§ About this task
From top to bottom, retype the data exactly, passing over any picture.

Segment Open

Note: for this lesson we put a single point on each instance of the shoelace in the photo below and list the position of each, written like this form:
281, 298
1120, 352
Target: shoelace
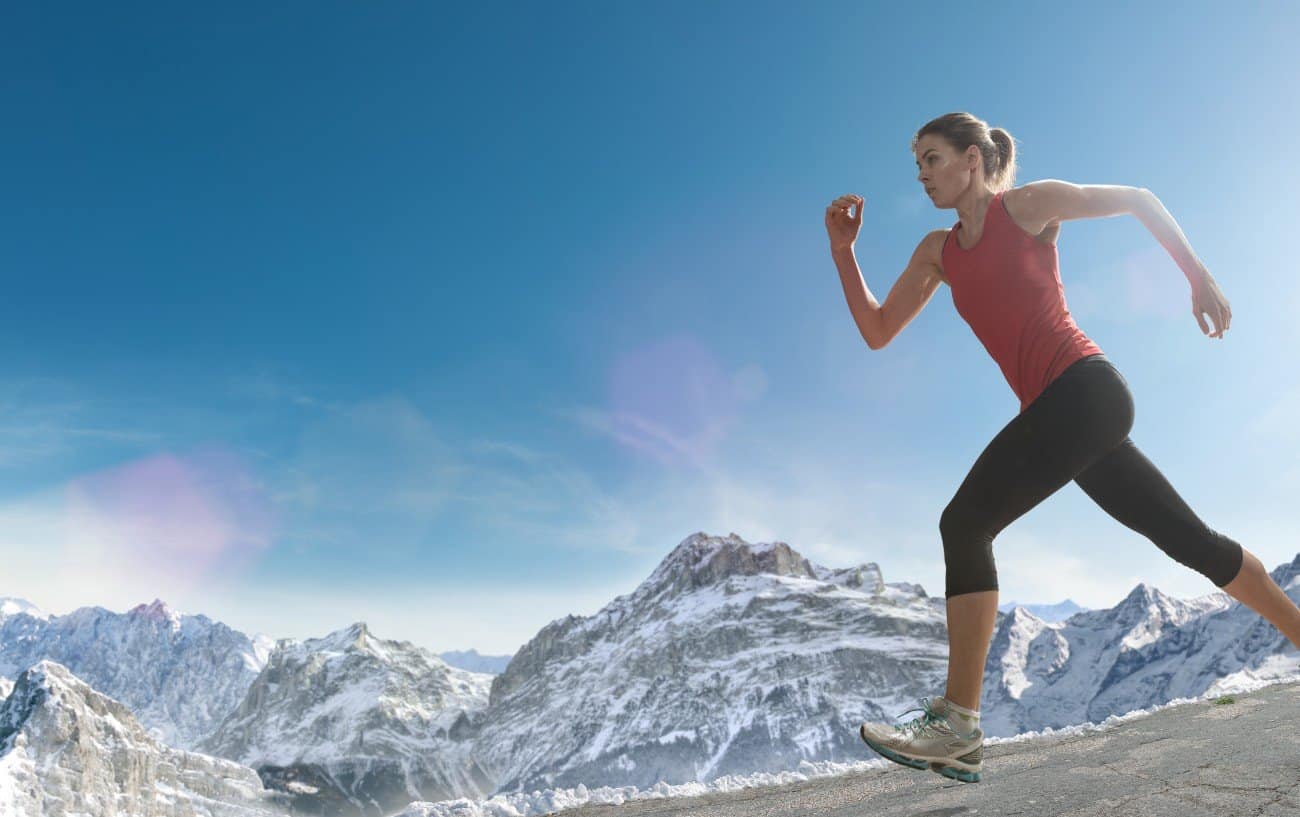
919, 723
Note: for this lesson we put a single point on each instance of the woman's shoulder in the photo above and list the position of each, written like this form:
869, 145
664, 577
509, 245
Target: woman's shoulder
932, 249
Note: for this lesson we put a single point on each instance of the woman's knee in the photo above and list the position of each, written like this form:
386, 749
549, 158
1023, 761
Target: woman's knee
967, 550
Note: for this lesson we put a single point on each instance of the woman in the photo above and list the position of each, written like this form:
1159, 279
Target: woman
1000, 260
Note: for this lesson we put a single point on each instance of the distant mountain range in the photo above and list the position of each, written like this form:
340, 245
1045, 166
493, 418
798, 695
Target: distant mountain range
1047, 612
731, 657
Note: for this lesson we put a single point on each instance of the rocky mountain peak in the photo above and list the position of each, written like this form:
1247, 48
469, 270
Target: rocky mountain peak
156, 610
701, 560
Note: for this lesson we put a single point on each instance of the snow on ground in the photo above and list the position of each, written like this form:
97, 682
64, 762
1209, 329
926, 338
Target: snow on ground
553, 800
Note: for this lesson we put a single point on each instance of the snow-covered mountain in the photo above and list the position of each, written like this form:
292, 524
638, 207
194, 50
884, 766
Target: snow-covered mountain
68, 750
368, 723
746, 657
729, 657
1057, 612
12, 605
1147, 649
178, 674
472, 661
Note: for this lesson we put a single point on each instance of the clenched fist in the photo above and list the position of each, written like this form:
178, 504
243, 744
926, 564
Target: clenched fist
840, 225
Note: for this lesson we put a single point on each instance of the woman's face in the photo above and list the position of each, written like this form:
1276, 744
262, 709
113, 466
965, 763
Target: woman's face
943, 171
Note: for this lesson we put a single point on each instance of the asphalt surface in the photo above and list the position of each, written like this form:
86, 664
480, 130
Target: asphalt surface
1192, 760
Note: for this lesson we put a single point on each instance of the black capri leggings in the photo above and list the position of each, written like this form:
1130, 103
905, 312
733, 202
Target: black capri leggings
1075, 429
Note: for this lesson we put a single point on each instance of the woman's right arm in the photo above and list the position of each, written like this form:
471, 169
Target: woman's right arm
910, 293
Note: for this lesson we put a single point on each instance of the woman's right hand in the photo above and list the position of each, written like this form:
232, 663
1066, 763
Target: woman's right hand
840, 225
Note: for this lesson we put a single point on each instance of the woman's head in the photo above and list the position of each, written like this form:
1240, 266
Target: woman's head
957, 151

Segment Closed

§ Solution for this task
Note: for this lesson we put a single point on each instance of the shoelace in the photo below and list the position of each, written like this form:
281, 298
1120, 352
Target: shoelace
919, 723
Note: for this lesson we put a single point on each instance of the woman's shoulder in the photo above and list the position of each, written like this form:
869, 145
664, 577
509, 245
Target: woman's shoulder
932, 249
Note: for this lesson we put a single point on each instance of the woman's knee in the photo above and list the position of each, written like this form:
386, 749
549, 158
1023, 761
Target: woman's knee
967, 550
Note: for this lesson we put a single point on each instance of the woman in the photo above and list the position of each, written like this form:
1159, 279
Target: woman
1000, 260
Note: for this lesson we put a single point on each instance of the distant mountain range in the photo above and list the position of each, written like this form:
340, 245
1045, 166
493, 418
798, 695
Target: distant mountain range
1047, 612
731, 657
Note: for this lesson we put a single point on each instance of the rocky mountain peak in the photo above and list the position of each, written like this form:
1247, 48
469, 270
Target: rocky mountain peak
156, 610
701, 560
Note: for this lesson we put a single point on each instance of the snow on ground in the photo above and list the position of each, written like this form:
97, 682
64, 762
1209, 329
926, 338
Target: snow on ground
553, 800
Note: for this lesson we put a single point on each instance of the snow-covered mountain in the photo above and list the position of each, written like this form:
292, 524
638, 207
194, 50
884, 766
Target: snow-covered mountain
68, 750
368, 723
746, 657
729, 657
1057, 612
12, 605
1147, 649
178, 674
472, 661
Note: for this lesson we put a single point on each instance of the clenched fist in the photo above and list the position of each, written like this form:
178, 504
243, 744
926, 564
Target: clenched fist
840, 225
Note: for this lesson we put a single point on each instance of the woman's face in the photo above and list the position of each, written like this form:
1276, 744
262, 709
113, 466
965, 763
Target: woman's face
943, 171
Note: for this lesson we put a single point on each instance of the asphalt surface in the photo above and list the position of each, written like this form:
86, 664
480, 130
Target: asphalt surface
1192, 760
Note: for this lesson we put a single point on each instance of the black capri leggings in the photo above and list the position of each, written like this form:
1130, 103
905, 312
733, 202
Target: black capri leggings
1075, 429
Note: for this lesson we put a single point on each instance of the woman's right arm in the photo above and list the position of each, written like this form:
471, 169
Target: woman's right arm
910, 293
Note: for this lesson we put a single point on each instance of the woman's right hand in the photo above and list the position of each, written like this form:
232, 663
1066, 763
Target: woman's right hand
840, 225
Note: for this lesson we put a single point on each instance of the woman's head in the photo above and list the position of each, written like this form:
1240, 266
Target: woman's head
957, 151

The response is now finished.